Stored data entries:
○ ○ ○
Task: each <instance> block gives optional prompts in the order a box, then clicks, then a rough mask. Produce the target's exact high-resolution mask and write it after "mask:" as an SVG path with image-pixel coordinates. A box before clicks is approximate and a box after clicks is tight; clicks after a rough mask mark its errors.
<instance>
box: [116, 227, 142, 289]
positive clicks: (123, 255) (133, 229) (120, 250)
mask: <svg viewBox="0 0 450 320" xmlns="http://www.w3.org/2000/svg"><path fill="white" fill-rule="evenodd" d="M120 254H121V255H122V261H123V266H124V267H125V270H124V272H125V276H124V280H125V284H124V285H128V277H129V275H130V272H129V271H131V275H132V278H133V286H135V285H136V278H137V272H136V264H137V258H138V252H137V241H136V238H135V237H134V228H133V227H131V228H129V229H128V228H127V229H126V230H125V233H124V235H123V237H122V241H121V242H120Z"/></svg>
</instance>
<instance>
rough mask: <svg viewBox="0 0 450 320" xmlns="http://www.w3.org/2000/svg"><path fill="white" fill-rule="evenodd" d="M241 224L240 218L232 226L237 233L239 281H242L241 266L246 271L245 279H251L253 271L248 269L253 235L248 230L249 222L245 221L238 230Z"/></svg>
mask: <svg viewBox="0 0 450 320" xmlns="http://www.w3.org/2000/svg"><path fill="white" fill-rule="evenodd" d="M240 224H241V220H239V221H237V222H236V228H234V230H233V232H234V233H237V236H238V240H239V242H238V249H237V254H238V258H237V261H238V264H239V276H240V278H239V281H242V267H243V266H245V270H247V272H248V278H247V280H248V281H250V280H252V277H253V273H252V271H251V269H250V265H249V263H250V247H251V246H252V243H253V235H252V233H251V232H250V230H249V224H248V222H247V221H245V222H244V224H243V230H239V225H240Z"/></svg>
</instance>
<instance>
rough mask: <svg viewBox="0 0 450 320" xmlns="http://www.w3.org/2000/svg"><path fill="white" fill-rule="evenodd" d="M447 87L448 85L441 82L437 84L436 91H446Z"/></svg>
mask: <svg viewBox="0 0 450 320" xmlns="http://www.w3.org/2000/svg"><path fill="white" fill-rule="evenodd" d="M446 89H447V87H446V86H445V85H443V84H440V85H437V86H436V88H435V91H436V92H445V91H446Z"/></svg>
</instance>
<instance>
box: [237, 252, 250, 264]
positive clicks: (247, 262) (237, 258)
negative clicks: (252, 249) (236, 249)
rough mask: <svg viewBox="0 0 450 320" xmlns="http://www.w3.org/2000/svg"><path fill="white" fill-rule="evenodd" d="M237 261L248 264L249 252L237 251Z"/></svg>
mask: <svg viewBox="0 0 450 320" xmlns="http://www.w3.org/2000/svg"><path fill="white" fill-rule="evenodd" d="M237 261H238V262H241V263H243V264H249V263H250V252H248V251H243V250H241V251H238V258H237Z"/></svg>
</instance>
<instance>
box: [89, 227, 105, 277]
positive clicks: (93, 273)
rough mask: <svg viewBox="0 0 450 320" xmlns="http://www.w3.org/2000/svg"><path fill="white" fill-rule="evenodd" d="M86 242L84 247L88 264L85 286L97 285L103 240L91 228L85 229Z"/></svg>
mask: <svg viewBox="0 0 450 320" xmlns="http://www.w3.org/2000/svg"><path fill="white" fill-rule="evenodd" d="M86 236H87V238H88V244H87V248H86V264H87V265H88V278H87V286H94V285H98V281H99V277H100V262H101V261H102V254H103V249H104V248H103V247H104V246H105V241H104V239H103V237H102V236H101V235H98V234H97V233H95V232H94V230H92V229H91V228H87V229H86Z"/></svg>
○ ○ ○
- _Work to complete_
The records above are to be given again in full, exactly.

- _Exercise solution_
Task: each <instance> block gives optional prompts in the order a box, then clicks, then a rough mask. Produce the target's exact high-resolution mask and write it after "mask:" as an SVG path with image-pixel coordinates. A box before clicks is approximate and a box after clicks is tight; clicks after a rough mask mark its errors.
<instance>
box: [116, 227, 142, 289]
positive clicks: (123, 255) (133, 229) (120, 250)
mask: <svg viewBox="0 0 450 320" xmlns="http://www.w3.org/2000/svg"><path fill="white" fill-rule="evenodd" d="M120 254H121V255H122V261H123V266H124V267H125V270H124V272H125V276H124V280H125V284H124V285H128V277H129V275H130V272H129V271H131V275H132V278H133V286H135V285H136V278H137V272H136V264H137V258H138V252H137V241H136V238H135V237H134V228H133V227H131V228H129V229H128V228H127V229H126V230H125V233H124V235H123V237H122V241H121V242H120Z"/></svg>
</instance>
<instance>
rough mask: <svg viewBox="0 0 450 320" xmlns="http://www.w3.org/2000/svg"><path fill="white" fill-rule="evenodd" d="M241 224L240 218L232 226L237 233L239 281H242L241 266L246 271L245 279H251L253 271L248 269L253 235L248 230L249 222L245 221L238 230Z"/></svg>
mask: <svg viewBox="0 0 450 320" xmlns="http://www.w3.org/2000/svg"><path fill="white" fill-rule="evenodd" d="M240 224H241V220H239V221H237V222H236V228H234V230H233V232H234V233H237V236H238V240H239V242H238V249H237V254H238V258H237V261H238V264H239V276H240V278H239V281H242V267H243V266H245V270H247V272H248V278H247V280H248V281H250V280H252V277H253V273H252V271H251V269H250V265H249V263H250V247H251V246H252V243H253V235H252V233H251V232H250V230H249V224H248V222H247V221H245V222H244V224H243V230H239V225H240Z"/></svg>
</instance>
<instance>
rough mask: <svg viewBox="0 0 450 320" xmlns="http://www.w3.org/2000/svg"><path fill="white" fill-rule="evenodd" d="M447 87L448 85L441 82L437 84L436 91H446Z"/></svg>
mask: <svg viewBox="0 0 450 320" xmlns="http://www.w3.org/2000/svg"><path fill="white" fill-rule="evenodd" d="M446 89H447V87H446V86H445V85H443V84H440V85H437V86H436V88H435V91H436V92H445V91H446Z"/></svg>
</instance>
<instance>
box: [237, 252, 250, 264]
positive clicks: (247, 262) (237, 258)
negative clicks: (252, 249) (236, 249)
rough mask: <svg viewBox="0 0 450 320" xmlns="http://www.w3.org/2000/svg"><path fill="white" fill-rule="evenodd" d="M237 261L248 264L249 252L237 251Z"/></svg>
mask: <svg viewBox="0 0 450 320" xmlns="http://www.w3.org/2000/svg"><path fill="white" fill-rule="evenodd" d="M237 261H238V262H241V263H243V264H249V263H250V252H248V251H243V250H241V251H238V258H237Z"/></svg>
</instance>
<instance>
box: [89, 227, 105, 277]
positive clicks: (93, 273)
rough mask: <svg viewBox="0 0 450 320" xmlns="http://www.w3.org/2000/svg"><path fill="white" fill-rule="evenodd" d="M86 242L84 247L88 264L85 286L97 285L103 240L91 228L85 229Z"/></svg>
mask: <svg viewBox="0 0 450 320" xmlns="http://www.w3.org/2000/svg"><path fill="white" fill-rule="evenodd" d="M86 236H87V238H88V244H87V248H86V264H87V265H88V278H87V286H94V285H98V281H99V277H100V262H101V261H102V254H103V249H104V248H103V247H104V246H105V241H104V239H103V237H102V236H101V235H98V234H97V233H95V232H94V230H92V229H91V228H87V229H86Z"/></svg>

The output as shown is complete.